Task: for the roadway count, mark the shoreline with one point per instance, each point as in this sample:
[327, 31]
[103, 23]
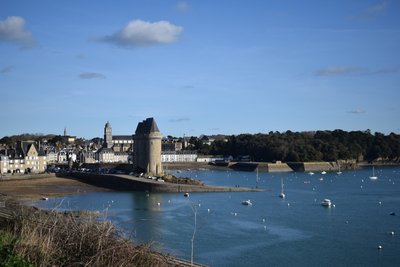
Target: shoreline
[24, 188]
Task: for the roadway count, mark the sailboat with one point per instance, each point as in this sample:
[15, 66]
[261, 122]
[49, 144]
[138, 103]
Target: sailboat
[373, 177]
[282, 195]
[339, 172]
[257, 179]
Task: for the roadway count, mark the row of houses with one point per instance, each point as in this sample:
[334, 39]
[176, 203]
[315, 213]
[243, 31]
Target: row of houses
[33, 157]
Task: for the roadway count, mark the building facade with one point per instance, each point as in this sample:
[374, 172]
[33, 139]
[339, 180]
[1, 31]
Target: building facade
[179, 156]
[26, 158]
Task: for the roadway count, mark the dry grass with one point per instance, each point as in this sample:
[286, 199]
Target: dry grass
[63, 239]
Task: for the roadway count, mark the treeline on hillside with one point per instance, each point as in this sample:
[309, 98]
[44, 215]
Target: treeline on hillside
[309, 146]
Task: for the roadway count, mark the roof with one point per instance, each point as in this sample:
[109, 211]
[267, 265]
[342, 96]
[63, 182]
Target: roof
[147, 126]
[122, 137]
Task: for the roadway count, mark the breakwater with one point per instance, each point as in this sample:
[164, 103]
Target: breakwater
[132, 183]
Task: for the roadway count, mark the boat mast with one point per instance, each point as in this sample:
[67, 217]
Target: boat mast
[257, 178]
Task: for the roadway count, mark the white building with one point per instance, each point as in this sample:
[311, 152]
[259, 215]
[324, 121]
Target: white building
[26, 159]
[178, 156]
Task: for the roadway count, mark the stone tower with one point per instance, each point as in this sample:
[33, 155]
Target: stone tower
[107, 136]
[147, 157]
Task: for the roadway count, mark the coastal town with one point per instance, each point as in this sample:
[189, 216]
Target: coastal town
[43, 154]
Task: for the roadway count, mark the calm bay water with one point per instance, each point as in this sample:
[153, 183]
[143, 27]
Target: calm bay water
[296, 231]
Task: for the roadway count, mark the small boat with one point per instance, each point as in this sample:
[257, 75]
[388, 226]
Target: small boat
[373, 177]
[326, 203]
[282, 195]
[247, 202]
[339, 172]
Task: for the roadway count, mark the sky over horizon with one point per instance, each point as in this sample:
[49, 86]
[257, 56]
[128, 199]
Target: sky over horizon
[199, 67]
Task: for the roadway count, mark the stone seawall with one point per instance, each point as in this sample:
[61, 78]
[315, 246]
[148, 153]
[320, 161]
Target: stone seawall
[132, 183]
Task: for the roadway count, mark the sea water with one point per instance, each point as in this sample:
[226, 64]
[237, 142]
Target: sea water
[295, 231]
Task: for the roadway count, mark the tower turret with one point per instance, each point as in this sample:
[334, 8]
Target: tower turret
[148, 147]
[107, 136]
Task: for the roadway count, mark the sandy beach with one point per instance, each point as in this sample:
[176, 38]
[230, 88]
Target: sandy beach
[47, 186]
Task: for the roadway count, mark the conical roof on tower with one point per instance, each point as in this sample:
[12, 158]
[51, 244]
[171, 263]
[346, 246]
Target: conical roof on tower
[147, 126]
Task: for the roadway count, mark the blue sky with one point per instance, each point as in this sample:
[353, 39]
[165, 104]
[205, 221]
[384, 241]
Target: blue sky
[199, 67]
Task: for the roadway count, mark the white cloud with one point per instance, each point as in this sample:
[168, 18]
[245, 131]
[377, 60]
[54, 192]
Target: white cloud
[91, 75]
[372, 11]
[332, 71]
[183, 119]
[142, 33]
[356, 111]
[339, 71]
[12, 30]
[182, 7]
[7, 69]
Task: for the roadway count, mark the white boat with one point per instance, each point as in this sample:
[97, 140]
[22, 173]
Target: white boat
[339, 172]
[326, 203]
[257, 178]
[282, 195]
[247, 202]
[373, 177]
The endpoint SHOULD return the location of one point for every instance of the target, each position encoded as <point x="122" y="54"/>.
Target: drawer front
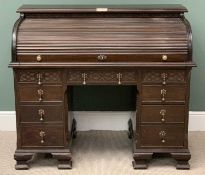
<point x="161" y="94"/>
<point x="29" y="93"/>
<point x="102" y="76"/>
<point x="164" y="76"/>
<point x="162" y="135"/>
<point x="39" y="76"/>
<point x="162" y="114"/>
<point x="42" y="136"/>
<point x="104" y="58"/>
<point x="40" y="113"/>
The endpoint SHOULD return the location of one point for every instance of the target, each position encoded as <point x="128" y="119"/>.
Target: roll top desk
<point x="55" y="47"/>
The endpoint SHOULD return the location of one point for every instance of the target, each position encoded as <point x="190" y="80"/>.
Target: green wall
<point x="196" y="16"/>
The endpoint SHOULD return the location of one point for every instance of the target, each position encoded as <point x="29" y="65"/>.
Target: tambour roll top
<point x="96" y="35"/>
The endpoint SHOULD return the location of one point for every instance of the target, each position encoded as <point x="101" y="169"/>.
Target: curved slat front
<point x="140" y="38"/>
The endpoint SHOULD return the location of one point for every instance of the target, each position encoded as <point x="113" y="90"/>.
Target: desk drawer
<point x="39" y="76"/>
<point x="34" y="93"/>
<point x="40" y="113"/>
<point x="163" y="94"/>
<point x="164" y="76"/>
<point x="42" y="136"/>
<point x="162" y="114"/>
<point x="115" y="57"/>
<point x="162" y="135"/>
<point x="114" y="77"/>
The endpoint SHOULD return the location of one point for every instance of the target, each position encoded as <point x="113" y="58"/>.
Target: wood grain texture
<point x="149" y="47"/>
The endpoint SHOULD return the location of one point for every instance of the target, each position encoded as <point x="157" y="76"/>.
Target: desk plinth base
<point x="22" y="158"/>
<point x="141" y="160"/>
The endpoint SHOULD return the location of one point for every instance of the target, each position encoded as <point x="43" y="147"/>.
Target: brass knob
<point x="164" y="57"/>
<point x="39" y="77"/>
<point x="101" y="57"/>
<point x="163" y="141"/>
<point x="84" y="76"/>
<point x="163" y="119"/>
<point x="119" y="76"/>
<point x="41" y="112"/>
<point x="42" y="135"/>
<point x="163" y="113"/>
<point x="39" y="58"/>
<point x="40" y="93"/>
<point x="164" y="76"/>
<point x="163" y="93"/>
<point x="162" y="134"/>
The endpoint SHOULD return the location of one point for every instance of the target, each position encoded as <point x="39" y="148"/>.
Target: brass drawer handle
<point x="163" y="113"/>
<point x="42" y="135"/>
<point x="40" y="93"/>
<point x="84" y="76"/>
<point x="101" y="57"/>
<point x="164" y="77"/>
<point x="39" y="58"/>
<point x="162" y="134"/>
<point x="164" y="57"/>
<point x="119" y="76"/>
<point x="39" y="77"/>
<point x="163" y="93"/>
<point x="41" y="113"/>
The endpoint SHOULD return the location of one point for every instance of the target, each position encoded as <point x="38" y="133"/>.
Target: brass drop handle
<point x="84" y="76"/>
<point x="39" y="58"/>
<point x="101" y="57"/>
<point x="39" y="77"/>
<point x="42" y="135"/>
<point x="162" y="134"/>
<point x="163" y="93"/>
<point x="164" y="77"/>
<point x="119" y="76"/>
<point x="41" y="113"/>
<point x="40" y="93"/>
<point x="163" y="113"/>
<point x="164" y="57"/>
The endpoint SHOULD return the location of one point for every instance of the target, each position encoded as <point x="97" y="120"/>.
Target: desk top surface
<point x="159" y="8"/>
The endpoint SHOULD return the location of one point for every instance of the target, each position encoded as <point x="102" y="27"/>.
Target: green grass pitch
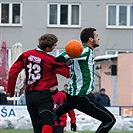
************
## Directive
Find each line in the records above that contains the string "seawall", and copy those lines out in full.

## Reply to the task
Task: for the roadway count, mark the stone seawall with one point per instance, each point as in this sample:
Target: stone seawall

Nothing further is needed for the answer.